### DOCUMENT
------

But there's a flip side to all these advantages: If D.C. can't fix its schools in this context, probably no one can. And the first indications from the Obama administration have been ominous: As part of an omnibus spending bill in March 2009, union-backed Democratic legislators gratuitously killed a promising pilot program for school vouchers in the District. Meanwhile, the fate of reform hangs in the balance of a long, increasingly tense standoff between superintendent Michelle Rhee and the all-powerful teachers unions over the fundamental question of hiring and firing instructors. Depending on which side blinks first, education reform in America could be a long-lost dream come true or simply a lost cause.

'You Don't Want Me for This Job'

Michelle Rhee was an unlikely candidate to take over the D.C. school system, let alone wind up on the covers of both Time and Newsweek. "I was like the least obvious choice," says Rhee, whose verbal mannerisms are those of a recent college grad. The person who suggested Rhee to D.C.Mayor Adrian Fenty did so with a few caveats: "She's 37 years old, she's Korean, and she's never run a school district."

In fact, Rhee's only in-school experience was two years in Baltimore as a recruit for Teach for America, a nonprofit that places new college grads in troubled inner-city and rural schools for two-year teaching stints. In 1997 she founded The New Teacher Project, another nonprofit, which brings highly qualified teachers--people who are credentialed in the subjects they teach--to public schools. She was busy running that project when Fenty called.

Rhee immediately told the D.C. mayor, "You don't want me for this job." With a bluntness for which she would later become famous, she explained, "If I were to take over the school district, the kinds of things that I would have to do to transform the district"--closing schools, firing teachers--"would just cause you headaches, political headaches. And that's not what politicians want. Politicians don't want the dirt to get kicked up. They want everyone to be happy." Fenty swore indifference to the political ruckus, and, much to Rhee's surprise, he has so far remained true to his word. Rhee enjoys near dictatorial powers within the system, thanks to the absence of a school board, and she has used them to the fullest possible extent. "The man has not blinked once," she says.

Rhee has become the Great Korean Hope for school reform advocates around the nation and a lightning rod for criticism locally. D.C. publications follow her every move. Blogs are devoted exclusively to hating everything from her policy proposals to her hairstyle. Almost every move she makes draws headlines. And no wonder: Rhee's approach goes right to the heart of a decades-long political debate about what schools really need, more money or fewer lousy teachers. On that question her position is clear: No real change is possible unless good teachers are hired and bad teachers fired.

------

### DATA LISTING

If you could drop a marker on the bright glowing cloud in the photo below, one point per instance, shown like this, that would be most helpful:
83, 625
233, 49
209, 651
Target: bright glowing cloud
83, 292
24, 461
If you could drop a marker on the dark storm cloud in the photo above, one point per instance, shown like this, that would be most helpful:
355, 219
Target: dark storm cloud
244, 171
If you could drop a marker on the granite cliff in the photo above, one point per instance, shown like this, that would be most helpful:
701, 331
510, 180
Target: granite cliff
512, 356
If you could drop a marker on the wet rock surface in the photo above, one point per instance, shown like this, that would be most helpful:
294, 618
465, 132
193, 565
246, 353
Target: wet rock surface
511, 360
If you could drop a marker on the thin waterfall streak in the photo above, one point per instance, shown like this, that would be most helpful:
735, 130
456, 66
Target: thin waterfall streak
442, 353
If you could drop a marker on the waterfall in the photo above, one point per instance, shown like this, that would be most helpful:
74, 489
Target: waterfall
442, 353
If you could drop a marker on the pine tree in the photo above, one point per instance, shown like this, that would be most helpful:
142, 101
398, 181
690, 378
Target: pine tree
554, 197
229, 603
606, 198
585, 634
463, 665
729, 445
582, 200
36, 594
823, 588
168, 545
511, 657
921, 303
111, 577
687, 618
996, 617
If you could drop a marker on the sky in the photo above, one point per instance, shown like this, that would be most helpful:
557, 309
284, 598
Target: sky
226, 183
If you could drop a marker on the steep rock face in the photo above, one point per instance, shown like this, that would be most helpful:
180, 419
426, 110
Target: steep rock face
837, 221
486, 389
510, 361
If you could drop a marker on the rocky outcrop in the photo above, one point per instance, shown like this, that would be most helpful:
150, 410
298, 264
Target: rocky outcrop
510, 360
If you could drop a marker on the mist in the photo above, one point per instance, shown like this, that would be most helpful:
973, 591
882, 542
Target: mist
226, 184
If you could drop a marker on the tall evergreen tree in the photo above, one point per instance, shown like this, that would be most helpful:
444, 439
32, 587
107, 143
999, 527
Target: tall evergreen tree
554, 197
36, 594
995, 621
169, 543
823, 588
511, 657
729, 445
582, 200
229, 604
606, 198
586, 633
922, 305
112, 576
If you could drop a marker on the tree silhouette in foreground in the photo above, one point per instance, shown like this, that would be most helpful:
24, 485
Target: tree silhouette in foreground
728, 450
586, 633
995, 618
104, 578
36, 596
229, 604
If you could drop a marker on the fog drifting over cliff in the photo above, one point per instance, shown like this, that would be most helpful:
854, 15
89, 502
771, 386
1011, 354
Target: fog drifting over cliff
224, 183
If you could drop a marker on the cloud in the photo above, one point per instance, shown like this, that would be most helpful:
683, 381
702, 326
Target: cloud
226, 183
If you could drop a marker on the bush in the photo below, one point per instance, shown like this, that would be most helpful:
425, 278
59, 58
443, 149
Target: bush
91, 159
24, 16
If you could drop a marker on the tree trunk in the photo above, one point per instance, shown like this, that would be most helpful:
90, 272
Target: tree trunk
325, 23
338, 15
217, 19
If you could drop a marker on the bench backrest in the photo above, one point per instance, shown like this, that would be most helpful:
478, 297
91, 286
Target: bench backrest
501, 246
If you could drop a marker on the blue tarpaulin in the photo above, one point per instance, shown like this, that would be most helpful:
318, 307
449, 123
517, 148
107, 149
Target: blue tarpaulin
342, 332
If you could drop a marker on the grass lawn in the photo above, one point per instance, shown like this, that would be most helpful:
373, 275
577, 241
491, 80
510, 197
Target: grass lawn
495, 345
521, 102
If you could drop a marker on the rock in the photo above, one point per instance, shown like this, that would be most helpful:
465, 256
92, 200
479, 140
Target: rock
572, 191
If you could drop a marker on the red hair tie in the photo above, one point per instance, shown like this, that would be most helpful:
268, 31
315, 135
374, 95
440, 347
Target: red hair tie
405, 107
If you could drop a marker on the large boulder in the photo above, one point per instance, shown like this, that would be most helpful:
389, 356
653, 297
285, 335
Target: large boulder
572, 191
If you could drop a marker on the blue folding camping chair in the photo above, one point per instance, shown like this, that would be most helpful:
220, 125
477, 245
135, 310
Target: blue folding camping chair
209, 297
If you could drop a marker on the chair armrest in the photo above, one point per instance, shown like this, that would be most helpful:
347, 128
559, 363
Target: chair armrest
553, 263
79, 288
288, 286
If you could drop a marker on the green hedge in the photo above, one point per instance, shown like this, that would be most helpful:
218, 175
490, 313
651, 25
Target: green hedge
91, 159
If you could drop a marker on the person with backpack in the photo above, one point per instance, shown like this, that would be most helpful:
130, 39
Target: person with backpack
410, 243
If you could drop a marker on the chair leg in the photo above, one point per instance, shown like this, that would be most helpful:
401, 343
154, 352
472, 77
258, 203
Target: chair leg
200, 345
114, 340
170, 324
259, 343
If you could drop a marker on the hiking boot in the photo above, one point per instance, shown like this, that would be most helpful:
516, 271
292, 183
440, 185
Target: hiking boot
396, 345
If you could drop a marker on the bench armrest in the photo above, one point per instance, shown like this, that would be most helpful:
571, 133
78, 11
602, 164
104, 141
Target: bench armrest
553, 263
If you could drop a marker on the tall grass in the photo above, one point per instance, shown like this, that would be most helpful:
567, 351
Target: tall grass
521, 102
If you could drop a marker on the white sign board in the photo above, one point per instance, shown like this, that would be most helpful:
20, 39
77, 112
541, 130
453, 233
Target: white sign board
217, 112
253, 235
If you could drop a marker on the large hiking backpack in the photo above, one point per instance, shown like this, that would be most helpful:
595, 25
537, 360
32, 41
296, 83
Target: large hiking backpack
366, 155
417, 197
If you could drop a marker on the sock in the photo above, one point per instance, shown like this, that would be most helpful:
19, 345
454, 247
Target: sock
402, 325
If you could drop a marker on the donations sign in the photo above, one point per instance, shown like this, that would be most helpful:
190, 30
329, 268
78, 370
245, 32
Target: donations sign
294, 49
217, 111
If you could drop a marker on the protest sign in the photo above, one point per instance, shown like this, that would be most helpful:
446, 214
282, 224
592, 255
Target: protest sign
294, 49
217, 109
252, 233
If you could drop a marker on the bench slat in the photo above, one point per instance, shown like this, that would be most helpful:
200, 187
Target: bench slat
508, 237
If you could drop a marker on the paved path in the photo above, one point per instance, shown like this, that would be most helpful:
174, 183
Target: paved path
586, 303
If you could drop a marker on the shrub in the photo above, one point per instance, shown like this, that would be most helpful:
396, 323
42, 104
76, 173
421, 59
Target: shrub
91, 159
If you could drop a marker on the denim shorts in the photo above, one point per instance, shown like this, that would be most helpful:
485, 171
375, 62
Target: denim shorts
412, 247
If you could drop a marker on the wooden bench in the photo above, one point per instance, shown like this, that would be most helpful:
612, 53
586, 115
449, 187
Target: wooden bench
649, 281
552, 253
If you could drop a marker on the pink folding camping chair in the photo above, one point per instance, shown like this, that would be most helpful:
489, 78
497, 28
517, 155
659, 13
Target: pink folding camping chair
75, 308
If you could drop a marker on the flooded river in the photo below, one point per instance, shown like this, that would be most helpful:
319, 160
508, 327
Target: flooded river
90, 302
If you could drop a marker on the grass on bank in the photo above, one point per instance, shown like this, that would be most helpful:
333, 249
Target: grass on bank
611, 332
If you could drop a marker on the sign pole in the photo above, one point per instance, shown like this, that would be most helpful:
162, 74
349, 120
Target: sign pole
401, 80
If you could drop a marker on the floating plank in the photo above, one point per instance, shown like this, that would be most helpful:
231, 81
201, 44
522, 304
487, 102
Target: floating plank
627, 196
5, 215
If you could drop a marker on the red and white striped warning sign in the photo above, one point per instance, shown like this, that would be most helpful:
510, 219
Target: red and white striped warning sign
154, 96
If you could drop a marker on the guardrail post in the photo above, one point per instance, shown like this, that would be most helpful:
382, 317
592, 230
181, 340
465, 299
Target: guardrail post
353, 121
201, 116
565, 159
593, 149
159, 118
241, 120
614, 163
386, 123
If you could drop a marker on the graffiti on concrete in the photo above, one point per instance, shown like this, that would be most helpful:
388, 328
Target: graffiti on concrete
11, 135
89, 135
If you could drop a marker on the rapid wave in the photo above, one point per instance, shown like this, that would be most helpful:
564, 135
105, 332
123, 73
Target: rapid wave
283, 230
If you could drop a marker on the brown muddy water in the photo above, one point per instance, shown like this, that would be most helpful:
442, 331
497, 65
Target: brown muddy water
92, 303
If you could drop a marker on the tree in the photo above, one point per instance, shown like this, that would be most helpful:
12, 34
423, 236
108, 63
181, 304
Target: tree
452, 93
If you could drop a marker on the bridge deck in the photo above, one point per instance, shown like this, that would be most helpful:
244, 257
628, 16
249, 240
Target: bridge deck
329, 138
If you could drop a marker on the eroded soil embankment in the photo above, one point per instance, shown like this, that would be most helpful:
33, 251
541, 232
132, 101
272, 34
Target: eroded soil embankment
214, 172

------

### WRITTEN INSTRUCTION 1
Answer these about the text on D.C. school reform:
(a) What program did union-backed Democratic legislators kill in March 2009?
(b) In which city did Rhee spend her two years as a Teach for America recruit?
(c) In what year did Rhee found The New Teacher Project?
### WRITTEN INSTRUCTION 2
Please carry on the text on D.C. school reform from its final sentence.
The listing stands apart from the text on D.C. school reform.

### OUTPUT 1
(a) A pilot program for school vouchers in the District.
(b) Baltimore.
(c) 1997.

### OUTPUT 2
Within months of taking office, Rhee foreshadowed the bloodbath that lay ahead by firing 30 percent of the school's central bureaucracy. She commissioned an outside audit of school records. (Her staff is still finding rooms filled with unmarked file boxes and cabinets with no keys.) As her first year ticked away, Rhee staffed the human resources department with her own people, installed modern payroll systems, and generally tidied up the back office. Before her first school year started, she found 68 people on the books with no discernible duties, 55 teachers, three aides, and 10 assistant principals, costing a total of $5.4 million a year. She closed 25 under-performing schools (in a district that has 129) and replaced half of the system's principals with candidates hand-selected by her personal staff and interviewed by Rhee herself.

In July 2008, Rhee revealed her opening gambit with the teachers union: She offered the teachers a whole lot of money. Under her proposal, educators would have two choices. With the first option, teachers would get a $10,000 bonus--a bribe, really--and a 20 percent raise. Nothing else would change. Benefits, rights, and privileges would remain as they were. Under the second option, teachers would receive a $10,000 bonus, a 45 percent increase in base salary, and the possibility of total earnings up to $131,000 a year through bonuses tied to student performance. In exchange, they would have to forfeit their tenure protections. To make good on her financial promises, Rhee lined up money from private donors; she has been close-mouthed about their identities, but The Washington Post has reported that likely contributors include Bill and Melinda Gates and Michael and Susan Dell.

Says Rhee: "I thought, this is brilliant. Everybody talks about how teachers don't get paid enough; I'm going to pay teachers six-figure salaries! I'm going to pay the best teachers twice...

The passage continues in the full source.